TAREFAS A REALIZAR →
1. Diga se cada afirmação concorda com o texto sobre o mercado de carbono, respondendo sim ou não e citando as palavras do texto que decidem a questão: (a) a webinar foi acompanhada por mais de 350 pessoas; (b) a COP 30 será realizada em Belém do Pará em novembro de 2025; (c) Jardim atuou para incluir o agro no mercado regulado e compulsório de carbono.
2. Liste todas as práticas do agro brasileiro citadas por Jardim no texto sobre o mercado de carbono, na frase que começa com "ninguém tem uma legislação tão rigorosa".
3. Prolongue o texto sobre o mercado de carbono a partir da última frase apresentada.

TEXTO FORNECIDO →
------------------------------------------------
Mercado de carbono é oportunidade para cooperativas

Os desafios e as oportunidades para as cooperativas no mercado de carbono foram tema da webinar “Mercado de Carbono: Cooperativas Rumo à Descarbonização”, realizado pelo Sistema OCB. O evento foi aberto pelo presidente, Marcio Lopes de Freitas, e acompanhado por mais de 350 pessoas de todo o Brasil.

Freitas destacou o momento especial atual. “Mais do que a discussão no Congresso Nacional, a legislação e o marco regulatório, vai acontecer a COP 30 [30ª edição da Conferência das Partes sobre as Mudanças Climáticas das Nações Unidas, que será realizada em Belém do Pará em novembro de 2025]. Eu vejo como grande oportunidade para fincar as estacas do cooperativismo, mostrar o que somos capazes e construir consenso”, pontuou.

Para Freitas, “a Organização das Nações Unidas (ONU) também acredita nisso pois declarou 2025 como o Ano Internacional das Cooperativas, mérito das cooperativas que têm mostrado a capacidade de fazer a diferença”. E acrescentou: “vamos fazer uma agenda positiva e chegar na COP 30 mostrando, pelo menos, uma parte de todo o trabalho que as cooperativas fazem e mostrar que podem fazer ainda mais”.

O presidente da OCB saudou e agradeceu o deputado federal Arnaldo Jardim, presidente da Frente Parlamentar do Cooperativismo (Frencoop), presente ao evento, ressaltando a relevância da atuação do parlamentar à frente das causas do setor. “Jardim não é só o presidente da Frencoop e o vice da FPA [Frente Parlamentar da Agropecuária], mas foi destacado como o melhor parlamentar de 2024, o que mais entregou resultados”.

Cooperativismo sai na frente

“Esse segmento é um orgulho para todos nós. É uma nova forma de produzir e de consumir e o cooperativismo sai na frente”, declarou Jardim. Ele lembrou a atuação no Legislativo para tirar o agro do mercado regulado e compulsório de carbono e deixá-lo no voluntário. “Isso não quer dizer que o agro não tem compromisso com a sustentabilidade, não aceitamos essa narrativa”, frisou. Para ele, “ninguém tem uma legislação tão rigorosa, ninguém usa tanto bioinsumos, plantio direto, Integração Lavoura-Pecuária-Floresta, cuida do solo e preserva as nascentes como o agro brasileiro”.

Jardim explicou que o empenho para tirar o agro do mercado regulado e compulsório de carbono deve-se ao fato de ainda não existir uma metodologia clara estabelecida no país.  “O agro tem atividades sequestradora de carbono, nosso saldo de pegada de carbono é positivo. Estamos fazendo um esforço para, estando no mercado voluntário, com o apoio da Embrapa, fazer com que possamos avançar nisso”, disse.
------------------------------------------------
DADOS COLETADOS →
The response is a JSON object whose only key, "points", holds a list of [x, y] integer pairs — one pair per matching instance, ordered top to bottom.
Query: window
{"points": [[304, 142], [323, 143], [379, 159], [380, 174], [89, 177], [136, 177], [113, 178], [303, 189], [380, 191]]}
------------------------------------------------
EM RESPOSTA →
1.
(a) Sim: "acompanhado por mais de 350 pessoas de todo o Brasil".
(b) Sim: "que será realizada em Belém do Pará em novembro de 2025".
(c) Não: "tirar o agro do mercado regulado e compulsório de carbono e deixá-lo no voluntário".

2.
- bioinsumos
- plantio direto
- Integração Lavoura-Pecuária-Floresta
- cuida do solo
- preserva as nascentes

3.
Regulamentação

Os palestrantes da webinar destacaram que as atenções no momento se voltam para a regulamentação do mercado de carbono. “A regulamentação é muito importante. O mercado regulado ainda não está em funcionamento, foram estabelecidos prazos e deve-se levar de cinco a seis anos para estar em plena implementação”, observou Leonardo Papp, advogado e professor de Direito Ambiental.

Papp observou que a operacionalização depende do Poder Executivo e que há um longo caminho ainda a percorrer. “A Lei 15042 [de 11/12/24, que estabeleceu as bases para o mercado regulado de carbono] também tratou do mercado voluntário. A legislação reconhece e dá mais credibilidade, passando a determinar quais sistemas podem gerar créditos de carbono”, observou, acrescentando que as cooperativas de produtores rurais podem gerar créditos que podem ser adquiridos por empresas.

O advogado explicou as especificidades do mercado de carbono. “Não existe um único mercado. São, pelo menos, três: o regulado na convenção do clima, na ONU, que estabelece que quem emitir menos pode gerar crédito (ainda não temos todo o conjunto de regras); o regulado no âmbito nacional ou regional, que é imposto por lei, vários países têm leis impondo metas de emissões e no Brasil passamos a ter com a lei 15042, criando o mercado regulado; e o mercado voluntário, no qual a meta não é estabelecida por imposição legal, mas é auto imposta, funciona para além dos governos, se estabelece de maneira privada. Em paralelo certifica que gera crédito de carbono”.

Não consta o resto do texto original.